### Brief
Output the data below as a JSON list of strings, one string per line with blank lines omitted, starting at the line that contains "the white sunflower" and stopping after the last line of the data.

### Record extracts
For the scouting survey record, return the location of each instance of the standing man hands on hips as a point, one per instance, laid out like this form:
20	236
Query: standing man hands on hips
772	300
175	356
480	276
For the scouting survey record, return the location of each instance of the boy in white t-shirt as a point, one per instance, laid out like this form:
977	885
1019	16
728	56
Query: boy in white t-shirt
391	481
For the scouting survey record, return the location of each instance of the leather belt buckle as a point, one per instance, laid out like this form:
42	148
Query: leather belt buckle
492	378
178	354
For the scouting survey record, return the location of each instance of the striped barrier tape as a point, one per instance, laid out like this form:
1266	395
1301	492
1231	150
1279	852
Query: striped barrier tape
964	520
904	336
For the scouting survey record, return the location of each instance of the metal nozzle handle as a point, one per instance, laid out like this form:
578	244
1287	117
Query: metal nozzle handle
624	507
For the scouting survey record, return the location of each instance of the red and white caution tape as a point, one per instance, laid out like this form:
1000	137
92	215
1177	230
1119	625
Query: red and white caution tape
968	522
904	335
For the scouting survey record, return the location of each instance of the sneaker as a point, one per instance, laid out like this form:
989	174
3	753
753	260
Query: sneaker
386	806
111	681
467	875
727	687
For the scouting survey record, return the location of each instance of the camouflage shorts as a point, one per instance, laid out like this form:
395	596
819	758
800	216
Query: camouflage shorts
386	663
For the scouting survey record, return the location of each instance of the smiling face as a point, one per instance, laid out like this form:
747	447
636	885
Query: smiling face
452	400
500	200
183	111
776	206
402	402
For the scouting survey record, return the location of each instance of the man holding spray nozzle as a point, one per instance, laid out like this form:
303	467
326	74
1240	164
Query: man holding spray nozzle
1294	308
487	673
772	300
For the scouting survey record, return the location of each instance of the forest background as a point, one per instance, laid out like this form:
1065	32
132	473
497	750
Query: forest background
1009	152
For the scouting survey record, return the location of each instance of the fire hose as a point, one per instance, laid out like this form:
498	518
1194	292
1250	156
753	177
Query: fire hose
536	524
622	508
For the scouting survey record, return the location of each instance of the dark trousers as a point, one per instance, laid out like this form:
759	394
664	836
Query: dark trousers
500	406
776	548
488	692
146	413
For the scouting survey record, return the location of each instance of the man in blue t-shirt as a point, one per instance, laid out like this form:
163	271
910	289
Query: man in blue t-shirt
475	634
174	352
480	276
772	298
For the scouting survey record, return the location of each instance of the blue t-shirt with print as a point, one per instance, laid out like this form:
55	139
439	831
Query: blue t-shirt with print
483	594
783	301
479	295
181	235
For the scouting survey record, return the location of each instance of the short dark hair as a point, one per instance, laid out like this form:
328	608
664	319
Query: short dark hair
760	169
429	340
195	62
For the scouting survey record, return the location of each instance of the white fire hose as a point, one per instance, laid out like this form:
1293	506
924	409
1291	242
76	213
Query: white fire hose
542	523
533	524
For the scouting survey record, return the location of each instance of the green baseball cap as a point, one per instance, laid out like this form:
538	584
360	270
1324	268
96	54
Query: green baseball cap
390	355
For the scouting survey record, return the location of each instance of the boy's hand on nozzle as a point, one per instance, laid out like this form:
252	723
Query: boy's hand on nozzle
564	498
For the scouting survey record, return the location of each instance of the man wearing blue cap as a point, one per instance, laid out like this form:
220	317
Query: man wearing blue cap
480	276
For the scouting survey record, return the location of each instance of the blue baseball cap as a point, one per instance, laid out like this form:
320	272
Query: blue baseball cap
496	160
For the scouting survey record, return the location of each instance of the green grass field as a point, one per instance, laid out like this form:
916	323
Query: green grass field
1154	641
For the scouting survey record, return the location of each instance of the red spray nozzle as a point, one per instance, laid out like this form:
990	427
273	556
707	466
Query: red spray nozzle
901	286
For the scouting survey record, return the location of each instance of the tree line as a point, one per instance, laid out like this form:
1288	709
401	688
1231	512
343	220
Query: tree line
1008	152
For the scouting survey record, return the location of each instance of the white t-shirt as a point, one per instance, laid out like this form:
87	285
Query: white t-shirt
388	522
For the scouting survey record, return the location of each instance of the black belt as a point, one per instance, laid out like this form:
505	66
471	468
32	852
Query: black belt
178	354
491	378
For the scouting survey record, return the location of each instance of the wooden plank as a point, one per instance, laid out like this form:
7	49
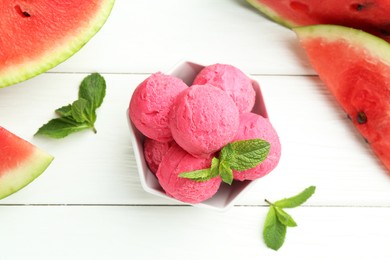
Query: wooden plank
319	146
187	233
144	37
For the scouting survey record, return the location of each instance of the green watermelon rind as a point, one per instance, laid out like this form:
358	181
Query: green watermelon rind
64	50
17	178
271	14
373	46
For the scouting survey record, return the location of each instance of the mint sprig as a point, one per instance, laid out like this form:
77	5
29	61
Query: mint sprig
79	115
240	155
277	220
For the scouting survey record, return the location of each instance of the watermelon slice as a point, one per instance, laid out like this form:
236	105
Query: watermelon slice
369	15
37	35
355	66
20	163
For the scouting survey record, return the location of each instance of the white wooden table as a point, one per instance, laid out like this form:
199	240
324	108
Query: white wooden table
89	204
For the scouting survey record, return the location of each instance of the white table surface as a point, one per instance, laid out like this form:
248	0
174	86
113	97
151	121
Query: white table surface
89	203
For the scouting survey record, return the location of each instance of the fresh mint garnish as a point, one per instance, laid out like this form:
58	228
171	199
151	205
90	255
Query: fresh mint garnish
277	220
240	155
81	114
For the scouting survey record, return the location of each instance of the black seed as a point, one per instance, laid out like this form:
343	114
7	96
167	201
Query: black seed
359	7
384	32
22	13
361	118
25	14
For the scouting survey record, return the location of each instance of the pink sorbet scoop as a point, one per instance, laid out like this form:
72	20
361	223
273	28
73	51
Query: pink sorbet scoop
203	119
151	103
154	152
255	126
177	161
233	81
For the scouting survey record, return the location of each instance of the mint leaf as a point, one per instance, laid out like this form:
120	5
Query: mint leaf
297	200
278	220
79	111
198	175
93	89
285	218
225	172
61	127
64	111
274	231
248	153
81	114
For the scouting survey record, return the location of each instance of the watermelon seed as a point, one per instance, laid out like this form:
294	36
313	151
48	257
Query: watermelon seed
357	7
299	7
385	32
21	12
361	118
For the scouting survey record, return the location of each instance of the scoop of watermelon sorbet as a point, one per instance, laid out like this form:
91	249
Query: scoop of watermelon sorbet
177	161
151	103
255	126
154	152
203	119
231	80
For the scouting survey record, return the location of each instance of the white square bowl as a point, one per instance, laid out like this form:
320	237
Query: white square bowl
227	194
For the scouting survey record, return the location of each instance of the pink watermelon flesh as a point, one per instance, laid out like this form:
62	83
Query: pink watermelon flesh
20	162
37	35
355	66
371	16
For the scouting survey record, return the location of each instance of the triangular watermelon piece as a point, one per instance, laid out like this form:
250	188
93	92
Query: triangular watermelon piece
20	162
38	35
371	16
355	66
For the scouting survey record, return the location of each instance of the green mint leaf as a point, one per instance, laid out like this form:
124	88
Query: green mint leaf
93	89
297	200
64	111
274	231
61	127
226	172
248	154
81	114
79	111
198	175
285	218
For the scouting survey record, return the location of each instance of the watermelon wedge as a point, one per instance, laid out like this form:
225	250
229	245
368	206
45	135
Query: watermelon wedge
355	66
20	163
370	15
37	35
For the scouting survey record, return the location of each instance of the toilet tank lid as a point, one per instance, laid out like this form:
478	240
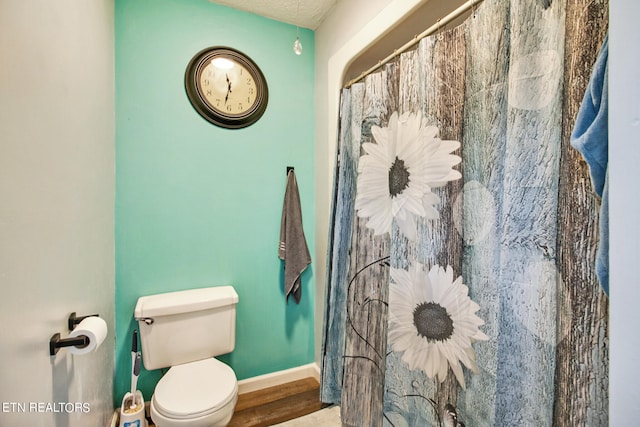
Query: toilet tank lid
185	301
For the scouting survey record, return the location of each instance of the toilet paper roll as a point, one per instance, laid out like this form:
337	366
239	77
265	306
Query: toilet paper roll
95	328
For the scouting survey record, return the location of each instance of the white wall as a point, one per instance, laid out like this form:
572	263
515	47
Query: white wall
355	24
56	206
624	206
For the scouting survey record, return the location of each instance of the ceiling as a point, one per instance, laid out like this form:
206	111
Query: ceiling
303	13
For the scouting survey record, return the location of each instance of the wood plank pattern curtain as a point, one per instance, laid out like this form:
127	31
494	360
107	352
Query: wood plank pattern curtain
519	228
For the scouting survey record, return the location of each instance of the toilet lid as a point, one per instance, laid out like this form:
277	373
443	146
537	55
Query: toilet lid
195	389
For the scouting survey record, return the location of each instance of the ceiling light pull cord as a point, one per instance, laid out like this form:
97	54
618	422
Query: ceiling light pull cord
297	45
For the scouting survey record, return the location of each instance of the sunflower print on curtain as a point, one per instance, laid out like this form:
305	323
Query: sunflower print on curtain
513	238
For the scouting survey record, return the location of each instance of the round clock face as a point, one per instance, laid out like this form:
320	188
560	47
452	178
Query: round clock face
226	87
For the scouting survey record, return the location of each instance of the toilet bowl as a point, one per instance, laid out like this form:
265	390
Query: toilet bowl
184	331
195	394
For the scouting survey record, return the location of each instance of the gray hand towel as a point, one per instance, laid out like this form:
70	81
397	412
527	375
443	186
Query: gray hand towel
293	248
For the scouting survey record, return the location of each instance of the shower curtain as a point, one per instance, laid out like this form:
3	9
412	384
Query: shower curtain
461	281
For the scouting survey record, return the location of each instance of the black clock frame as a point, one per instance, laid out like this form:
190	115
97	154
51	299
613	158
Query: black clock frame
198	101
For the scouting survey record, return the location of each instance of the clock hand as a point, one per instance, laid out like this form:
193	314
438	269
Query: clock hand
228	88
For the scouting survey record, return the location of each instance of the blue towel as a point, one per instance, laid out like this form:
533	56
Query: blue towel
591	138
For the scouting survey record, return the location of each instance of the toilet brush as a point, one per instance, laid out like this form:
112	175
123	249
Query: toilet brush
135	367
132	412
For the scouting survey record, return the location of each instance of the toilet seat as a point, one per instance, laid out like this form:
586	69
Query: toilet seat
195	389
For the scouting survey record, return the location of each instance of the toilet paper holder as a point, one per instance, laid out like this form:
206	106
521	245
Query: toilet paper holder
56	342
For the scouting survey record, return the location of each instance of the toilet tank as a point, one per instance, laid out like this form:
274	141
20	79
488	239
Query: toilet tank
185	326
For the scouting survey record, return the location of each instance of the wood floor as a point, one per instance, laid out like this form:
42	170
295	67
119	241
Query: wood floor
277	404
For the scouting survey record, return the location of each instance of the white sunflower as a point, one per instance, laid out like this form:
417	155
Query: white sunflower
432	321
397	173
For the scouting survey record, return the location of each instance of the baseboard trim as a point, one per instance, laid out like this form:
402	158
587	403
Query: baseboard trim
278	378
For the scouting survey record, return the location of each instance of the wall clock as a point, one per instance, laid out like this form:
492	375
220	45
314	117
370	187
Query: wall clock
226	87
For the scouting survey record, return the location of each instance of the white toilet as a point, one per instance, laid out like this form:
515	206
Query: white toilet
183	331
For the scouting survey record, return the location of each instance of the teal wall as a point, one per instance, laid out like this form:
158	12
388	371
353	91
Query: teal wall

### Answer to the problem
[
  "For the scouting survey record, return the location of each instance of the white sunflower as a point, one per instance, laid out like this form:",
  "417\t155",
  "Query: white sunflower",
  "432\t321",
  "397\t173",
  "For the scouting survey record, return the location of each instance of the baseboard trim as a point, one per instance, laid out like this form:",
  "402\t158",
  "587\t403",
  "Query: baseboard trim",
  "278\t378",
  "For the scouting survey record, return the location of each instance of the wall clock as a point, one per instance, laid out like this form:",
  "492\t375",
  "220\t45",
  "314\t117",
  "370\t187",
  "Query: wall clock",
  "226\t87",
  "For the scouting survey record, return the location of each instance of the white toilet as a point, one per instance, laid out like this form:",
  "515\t206",
  "Query: white toilet",
  "183\t331",
  "For the scouting survey record, return the location of each instance of the teal wall as a point, one per instance, laid out like this form:",
  "158\t12",
  "388\t371",
  "353\t91",
  "Query: teal wall"
]